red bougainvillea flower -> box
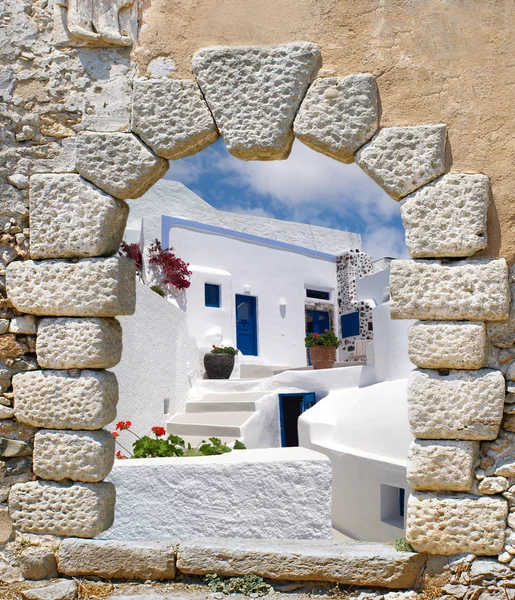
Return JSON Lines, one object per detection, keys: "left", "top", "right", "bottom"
{"left": 115, "top": 420, "right": 132, "bottom": 431}
{"left": 111, "top": 431, "right": 119, "bottom": 438}
{"left": 116, "top": 451, "right": 128, "bottom": 460}
{"left": 151, "top": 426, "right": 166, "bottom": 437}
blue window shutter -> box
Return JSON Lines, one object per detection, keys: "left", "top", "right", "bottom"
{"left": 340, "top": 311, "right": 360, "bottom": 337}
{"left": 205, "top": 283, "right": 221, "bottom": 308}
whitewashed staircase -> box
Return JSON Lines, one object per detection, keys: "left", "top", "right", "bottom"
{"left": 166, "top": 391, "right": 266, "bottom": 447}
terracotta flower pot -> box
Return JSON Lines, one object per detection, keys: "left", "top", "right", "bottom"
{"left": 309, "top": 345, "right": 337, "bottom": 370}
{"left": 204, "top": 353, "right": 235, "bottom": 379}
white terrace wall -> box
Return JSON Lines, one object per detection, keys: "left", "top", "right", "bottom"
{"left": 1, "top": 0, "right": 515, "bottom": 582}
{"left": 113, "top": 282, "right": 200, "bottom": 442}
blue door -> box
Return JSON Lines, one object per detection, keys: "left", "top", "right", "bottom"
{"left": 236, "top": 294, "right": 258, "bottom": 356}
{"left": 306, "top": 309, "right": 330, "bottom": 365}
{"left": 279, "top": 392, "right": 317, "bottom": 446}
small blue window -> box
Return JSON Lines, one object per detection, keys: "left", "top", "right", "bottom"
{"left": 340, "top": 311, "right": 360, "bottom": 338}
{"left": 205, "top": 283, "right": 220, "bottom": 308}
{"left": 306, "top": 289, "right": 330, "bottom": 300}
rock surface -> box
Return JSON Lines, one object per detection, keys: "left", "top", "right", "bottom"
{"left": 408, "top": 321, "right": 487, "bottom": 369}
{"left": 29, "top": 174, "right": 129, "bottom": 259}
{"left": 177, "top": 539, "right": 426, "bottom": 588}
{"left": 192, "top": 43, "right": 322, "bottom": 160}
{"left": 407, "top": 368, "right": 505, "bottom": 439}
{"left": 355, "top": 125, "right": 448, "bottom": 200}
{"left": 390, "top": 259, "right": 509, "bottom": 321}
{"left": 6, "top": 257, "right": 136, "bottom": 317}
{"left": 400, "top": 174, "right": 490, "bottom": 258}
{"left": 407, "top": 440, "right": 479, "bottom": 491}
{"left": 293, "top": 74, "right": 379, "bottom": 163}
{"left": 33, "top": 429, "right": 115, "bottom": 482}
{"left": 36, "top": 317, "right": 122, "bottom": 369}
{"left": 132, "top": 79, "right": 219, "bottom": 159}
{"left": 406, "top": 491, "right": 507, "bottom": 555}
{"left": 21, "top": 580, "right": 77, "bottom": 600}
{"left": 13, "top": 370, "right": 118, "bottom": 430}
{"left": 18, "top": 545, "right": 58, "bottom": 580}
{"left": 9, "top": 480, "right": 115, "bottom": 537}
{"left": 58, "top": 539, "right": 176, "bottom": 580}
{"left": 76, "top": 132, "right": 168, "bottom": 199}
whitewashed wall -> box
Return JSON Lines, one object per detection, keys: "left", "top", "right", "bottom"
{"left": 168, "top": 225, "right": 339, "bottom": 367}
{"left": 99, "top": 448, "right": 332, "bottom": 540}
{"left": 113, "top": 283, "right": 200, "bottom": 443}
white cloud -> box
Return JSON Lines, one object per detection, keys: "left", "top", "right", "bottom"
{"left": 362, "top": 226, "right": 409, "bottom": 261}
{"left": 214, "top": 139, "right": 399, "bottom": 224}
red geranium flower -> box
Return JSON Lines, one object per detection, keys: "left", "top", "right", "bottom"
{"left": 115, "top": 420, "right": 132, "bottom": 431}
{"left": 116, "top": 451, "right": 128, "bottom": 460}
{"left": 111, "top": 431, "right": 119, "bottom": 438}
{"left": 151, "top": 426, "right": 166, "bottom": 437}
{"left": 313, "top": 333, "right": 321, "bottom": 338}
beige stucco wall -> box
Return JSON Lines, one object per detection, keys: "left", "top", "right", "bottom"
{"left": 134, "top": 0, "right": 515, "bottom": 262}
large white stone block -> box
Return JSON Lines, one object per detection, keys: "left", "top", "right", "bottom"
{"left": 293, "top": 74, "right": 379, "bottom": 163}
{"left": 407, "top": 440, "right": 479, "bottom": 491}
{"left": 406, "top": 491, "right": 507, "bottom": 555}
{"left": 486, "top": 265, "right": 515, "bottom": 348}
{"left": 192, "top": 43, "right": 321, "bottom": 160}
{"left": 29, "top": 174, "right": 129, "bottom": 259}
{"left": 408, "top": 368, "right": 505, "bottom": 440}
{"left": 408, "top": 321, "right": 488, "bottom": 369}
{"left": 36, "top": 317, "right": 122, "bottom": 369}
{"left": 75, "top": 132, "right": 168, "bottom": 199}
{"left": 400, "top": 174, "right": 490, "bottom": 258}
{"left": 100, "top": 448, "right": 331, "bottom": 540}
{"left": 177, "top": 539, "right": 426, "bottom": 588}
{"left": 132, "top": 79, "right": 219, "bottom": 159}
{"left": 58, "top": 539, "right": 176, "bottom": 580}
{"left": 390, "top": 259, "right": 509, "bottom": 321}
{"left": 13, "top": 370, "right": 118, "bottom": 430}
{"left": 33, "top": 429, "right": 115, "bottom": 482}
{"left": 355, "top": 125, "right": 448, "bottom": 200}
{"left": 6, "top": 257, "right": 136, "bottom": 317}
{"left": 9, "top": 480, "right": 115, "bottom": 538}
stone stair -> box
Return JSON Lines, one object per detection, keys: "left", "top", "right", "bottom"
{"left": 167, "top": 391, "right": 266, "bottom": 446}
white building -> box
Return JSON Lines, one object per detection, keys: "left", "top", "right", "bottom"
{"left": 113, "top": 178, "right": 414, "bottom": 544}
{"left": 124, "top": 179, "right": 369, "bottom": 369}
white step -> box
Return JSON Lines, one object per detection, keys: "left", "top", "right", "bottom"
{"left": 167, "top": 411, "right": 254, "bottom": 437}
{"left": 185, "top": 400, "right": 257, "bottom": 413}
{"left": 201, "top": 391, "right": 265, "bottom": 402}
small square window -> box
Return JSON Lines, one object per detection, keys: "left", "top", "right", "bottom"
{"left": 306, "top": 289, "right": 330, "bottom": 300}
{"left": 380, "top": 484, "right": 406, "bottom": 528}
{"left": 205, "top": 283, "right": 221, "bottom": 308}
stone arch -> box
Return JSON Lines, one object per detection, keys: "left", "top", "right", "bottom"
{"left": 4, "top": 41, "right": 511, "bottom": 561}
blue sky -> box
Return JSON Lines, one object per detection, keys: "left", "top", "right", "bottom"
{"left": 165, "top": 138, "right": 408, "bottom": 260}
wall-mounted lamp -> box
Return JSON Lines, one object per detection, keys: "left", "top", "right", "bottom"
{"left": 279, "top": 297, "right": 287, "bottom": 318}
{"left": 243, "top": 285, "right": 251, "bottom": 295}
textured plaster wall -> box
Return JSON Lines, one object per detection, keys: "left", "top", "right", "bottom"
{"left": 134, "top": 0, "right": 515, "bottom": 262}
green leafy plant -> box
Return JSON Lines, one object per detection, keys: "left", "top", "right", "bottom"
{"left": 211, "top": 345, "right": 239, "bottom": 356}
{"left": 150, "top": 284, "right": 167, "bottom": 297}
{"left": 204, "top": 573, "right": 270, "bottom": 596}
{"left": 305, "top": 329, "right": 341, "bottom": 348}
{"left": 394, "top": 537, "right": 415, "bottom": 552}
{"left": 112, "top": 422, "right": 246, "bottom": 459}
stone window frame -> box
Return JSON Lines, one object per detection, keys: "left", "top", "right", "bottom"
{"left": 4, "top": 39, "right": 510, "bottom": 565}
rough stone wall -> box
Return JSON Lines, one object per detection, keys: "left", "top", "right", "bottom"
{"left": 0, "top": 0, "right": 136, "bottom": 580}
{"left": 336, "top": 250, "right": 374, "bottom": 362}
{"left": 133, "top": 0, "right": 515, "bottom": 264}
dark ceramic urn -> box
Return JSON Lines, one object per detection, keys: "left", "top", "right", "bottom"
{"left": 204, "top": 353, "right": 235, "bottom": 379}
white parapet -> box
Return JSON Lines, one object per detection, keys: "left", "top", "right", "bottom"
{"left": 99, "top": 448, "right": 332, "bottom": 541}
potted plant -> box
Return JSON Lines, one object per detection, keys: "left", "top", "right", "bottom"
{"left": 305, "top": 330, "right": 341, "bottom": 370}
{"left": 204, "top": 345, "right": 239, "bottom": 379}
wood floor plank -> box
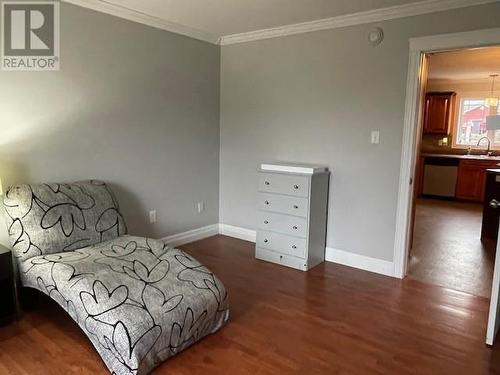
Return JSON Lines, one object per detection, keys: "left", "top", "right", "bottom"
{"left": 1, "top": 235, "right": 500, "bottom": 374}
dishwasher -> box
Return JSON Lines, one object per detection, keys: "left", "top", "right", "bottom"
{"left": 422, "top": 157, "right": 459, "bottom": 198}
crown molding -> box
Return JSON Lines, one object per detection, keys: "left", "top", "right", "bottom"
{"left": 62, "top": 0, "right": 219, "bottom": 44}
{"left": 60, "top": 0, "right": 499, "bottom": 46}
{"left": 219, "top": 0, "right": 499, "bottom": 45}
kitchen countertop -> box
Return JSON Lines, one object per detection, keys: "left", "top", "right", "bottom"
{"left": 422, "top": 153, "right": 500, "bottom": 161}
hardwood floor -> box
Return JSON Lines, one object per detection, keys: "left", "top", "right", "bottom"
{"left": 408, "top": 198, "right": 494, "bottom": 297}
{"left": 2, "top": 235, "right": 500, "bottom": 374}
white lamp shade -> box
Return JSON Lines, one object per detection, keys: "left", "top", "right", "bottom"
{"left": 487, "top": 115, "right": 500, "bottom": 131}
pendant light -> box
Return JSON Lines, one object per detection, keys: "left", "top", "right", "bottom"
{"left": 485, "top": 74, "right": 499, "bottom": 109}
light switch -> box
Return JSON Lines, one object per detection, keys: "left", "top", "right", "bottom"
{"left": 371, "top": 130, "right": 380, "bottom": 144}
{"left": 149, "top": 210, "right": 157, "bottom": 223}
{"left": 197, "top": 201, "right": 205, "bottom": 213}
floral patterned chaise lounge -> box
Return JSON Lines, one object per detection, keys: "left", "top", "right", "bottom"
{"left": 2, "top": 180, "right": 229, "bottom": 375}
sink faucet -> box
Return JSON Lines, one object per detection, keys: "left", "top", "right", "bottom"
{"left": 477, "top": 136, "right": 492, "bottom": 156}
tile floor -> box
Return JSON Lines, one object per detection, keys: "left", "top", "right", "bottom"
{"left": 408, "top": 198, "right": 495, "bottom": 297}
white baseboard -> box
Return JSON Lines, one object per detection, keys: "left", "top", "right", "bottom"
{"left": 160, "top": 223, "right": 395, "bottom": 277}
{"left": 160, "top": 224, "right": 219, "bottom": 247}
{"left": 218, "top": 224, "right": 395, "bottom": 277}
{"left": 219, "top": 224, "right": 257, "bottom": 242}
{"left": 325, "top": 247, "right": 395, "bottom": 277}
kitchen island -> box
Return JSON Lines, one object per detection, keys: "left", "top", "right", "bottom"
{"left": 481, "top": 168, "right": 500, "bottom": 244}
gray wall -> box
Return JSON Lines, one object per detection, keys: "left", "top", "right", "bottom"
{"left": 220, "top": 3, "right": 500, "bottom": 262}
{"left": 0, "top": 3, "right": 220, "bottom": 246}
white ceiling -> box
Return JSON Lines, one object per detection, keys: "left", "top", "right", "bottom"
{"left": 94, "top": 0, "right": 421, "bottom": 37}
{"left": 428, "top": 47, "right": 500, "bottom": 82}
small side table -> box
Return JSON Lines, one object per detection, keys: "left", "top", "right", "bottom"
{"left": 0, "top": 245, "right": 15, "bottom": 326}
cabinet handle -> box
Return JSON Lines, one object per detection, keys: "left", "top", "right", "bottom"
{"left": 293, "top": 225, "right": 298, "bottom": 230}
{"left": 265, "top": 181, "right": 270, "bottom": 185}
{"left": 264, "top": 239, "right": 269, "bottom": 243}
{"left": 264, "top": 220, "right": 269, "bottom": 224}
{"left": 292, "top": 245, "right": 297, "bottom": 249}
{"left": 265, "top": 200, "right": 270, "bottom": 205}
{"left": 293, "top": 184, "right": 299, "bottom": 190}
{"left": 490, "top": 199, "right": 500, "bottom": 209}
{"left": 293, "top": 205, "right": 299, "bottom": 209}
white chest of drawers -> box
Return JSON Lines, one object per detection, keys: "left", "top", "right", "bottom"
{"left": 255, "top": 163, "right": 330, "bottom": 271}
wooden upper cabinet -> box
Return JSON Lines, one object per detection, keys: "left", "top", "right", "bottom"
{"left": 422, "top": 92, "right": 456, "bottom": 135}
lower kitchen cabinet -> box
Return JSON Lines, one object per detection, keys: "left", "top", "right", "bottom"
{"left": 456, "top": 160, "right": 500, "bottom": 202}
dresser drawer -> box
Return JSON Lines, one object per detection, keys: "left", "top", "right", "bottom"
{"left": 257, "top": 230, "right": 307, "bottom": 258}
{"left": 258, "top": 173, "right": 309, "bottom": 197}
{"left": 255, "top": 248, "right": 308, "bottom": 271}
{"left": 257, "top": 193, "right": 308, "bottom": 217}
{"left": 257, "top": 211, "right": 307, "bottom": 238}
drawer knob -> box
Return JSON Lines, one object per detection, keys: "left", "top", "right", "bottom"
{"left": 292, "top": 245, "right": 297, "bottom": 249}
{"left": 265, "top": 200, "right": 270, "bottom": 205}
{"left": 293, "top": 205, "right": 299, "bottom": 209}
{"left": 265, "top": 181, "right": 270, "bottom": 185}
{"left": 280, "top": 255, "right": 283, "bottom": 259}
{"left": 293, "top": 225, "right": 298, "bottom": 230}
{"left": 293, "top": 184, "right": 299, "bottom": 189}
{"left": 264, "top": 220, "right": 269, "bottom": 224}
{"left": 264, "top": 239, "right": 269, "bottom": 243}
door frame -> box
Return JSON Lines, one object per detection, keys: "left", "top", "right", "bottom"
{"left": 393, "top": 27, "right": 500, "bottom": 279}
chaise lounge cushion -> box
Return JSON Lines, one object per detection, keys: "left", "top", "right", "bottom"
{"left": 3, "top": 181, "right": 229, "bottom": 374}
{"left": 17, "top": 235, "right": 229, "bottom": 375}
{"left": 3, "top": 180, "right": 127, "bottom": 263}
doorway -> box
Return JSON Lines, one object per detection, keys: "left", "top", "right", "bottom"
{"left": 407, "top": 47, "right": 500, "bottom": 297}
{"left": 393, "top": 28, "right": 500, "bottom": 279}
{"left": 393, "top": 28, "right": 500, "bottom": 346}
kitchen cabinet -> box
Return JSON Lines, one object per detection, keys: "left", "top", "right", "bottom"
{"left": 422, "top": 92, "right": 456, "bottom": 135}
{"left": 456, "top": 160, "right": 500, "bottom": 202}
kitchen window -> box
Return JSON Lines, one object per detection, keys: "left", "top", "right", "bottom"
{"left": 453, "top": 97, "right": 499, "bottom": 148}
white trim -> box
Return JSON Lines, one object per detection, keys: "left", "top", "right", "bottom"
{"left": 217, "top": 224, "right": 395, "bottom": 277}
{"left": 393, "top": 49, "right": 425, "bottom": 279}
{"left": 409, "top": 27, "right": 500, "bottom": 52}
{"left": 160, "top": 224, "right": 219, "bottom": 247}
{"left": 62, "top": 0, "right": 219, "bottom": 44}
{"left": 219, "top": 0, "right": 498, "bottom": 45}
{"left": 219, "top": 224, "right": 257, "bottom": 242}
{"left": 394, "top": 27, "right": 500, "bottom": 279}
{"left": 61, "top": 0, "right": 498, "bottom": 46}
{"left": 325, "top": 247, "right": 395, "bottom": 277}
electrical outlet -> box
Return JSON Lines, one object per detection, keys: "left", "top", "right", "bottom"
{"left": 371, "top": 130, "right": 380, "bottom": 144}
{"left": 149, "top": 210, "right": 157, "bottom": 223}
{"left": 197, "top": 201, "right": 205, "bottom": 214}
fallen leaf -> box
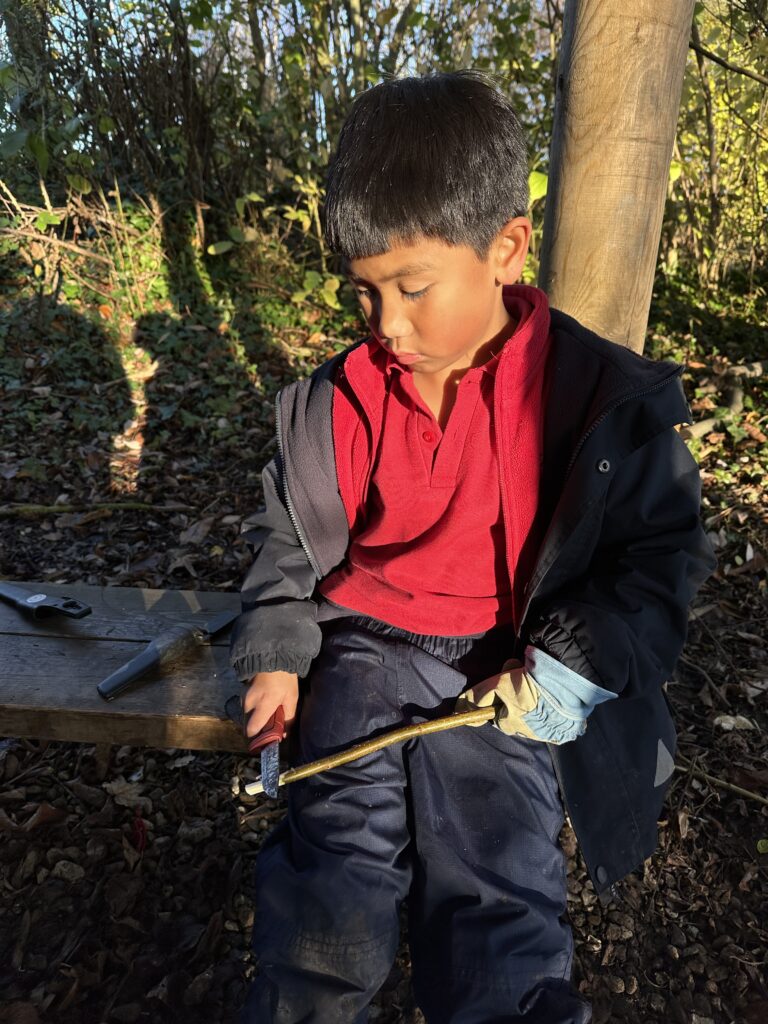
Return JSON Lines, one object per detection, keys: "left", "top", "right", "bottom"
{"left": 0, "top": 808, "right": 17, "bottom": 830}
{"left": 179, "top": 516, "right": 215, "bottom": 546}
{"left": 11, "top": 908, "right": 30, "bottom": 969}
{"left": 21, "top": 803, "right": 68, "bottom": 831}
{"left": 169, "top": 754, "right": 195, "bottom": 769}
{"left": 677, "top": 809, "right": 690, "bottom": 840}
{"left": 738, "top": 863, "right": 759, "bottom": 891}
{"left": 167, "top": 550, "right": 198, "bottom": 577}
{"left": 0, "top": 1003, "right": 41, "bottom": 1024}
{"left": 122, "top": 833, "right": 142, "bottom": 871}
{"left": 728, "top": 766, "right": 768, "bottom": 791}
{"left": 713, "top": 714, "right": 755, "bottom": 731}
{"left": 103, "top": 776, "right": 152, "bottom": 814}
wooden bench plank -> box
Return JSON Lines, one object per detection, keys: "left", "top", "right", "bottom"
{"left": 0, "top": 580, "right": 237, "bottom": 640}
{"left": 0, "top": 582, "right": 248, "bottom": 752}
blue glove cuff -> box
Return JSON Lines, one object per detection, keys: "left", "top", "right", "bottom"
{"left": 521, "top": 646, "right": 617, "bottom": 743}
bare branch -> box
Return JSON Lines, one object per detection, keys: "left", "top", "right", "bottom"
{"left": 689, "top": 38, "right": 768, "bottom": 87}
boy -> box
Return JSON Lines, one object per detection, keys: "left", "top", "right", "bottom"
{"left": 229, "top": 71, "right": 715, "bottom": 1023}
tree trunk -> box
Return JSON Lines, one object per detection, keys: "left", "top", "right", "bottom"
{"left": 538, "top": 0, "right": 696, "bottom": 353}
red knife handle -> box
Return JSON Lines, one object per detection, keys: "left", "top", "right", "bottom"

= = = = = = =

Please quote exactly the run of lines that starts the entries and ends at the line containing "terracotta flower pot -> box", leaving out every picture.

red bougainvillea flower -> box
Return JSON Lines, one object per detection, keys: "left", "top", "right", "bottom"
{"left": 115, "top": 420, "right": 132, "bottom": 431}
{"left": 111, "top": 431, "right": 119, "bottom": 438}
{"left": 116, "top": 451, "right": 128, "bottom": 460}
{"left": 151, "top": 426, "right": 166, "bottom": 437}
blue window shutter -> box
Return JSON Lines, one object per detection, keys: "left", "top", "right", "bottom"
{"left": 340, "top": 311, "right": 360, "bottom": 337}
{"left": 205, "top": 283, "right": 221, "bottom": 308}
whitewashed staircase -> box
Return JSON Lines, one object per detection, keys: "left", "top", "right", "bottom"
{"left": 166, "top": 391, "right": 266, "bottom": 447}
terracotta flower pot -> box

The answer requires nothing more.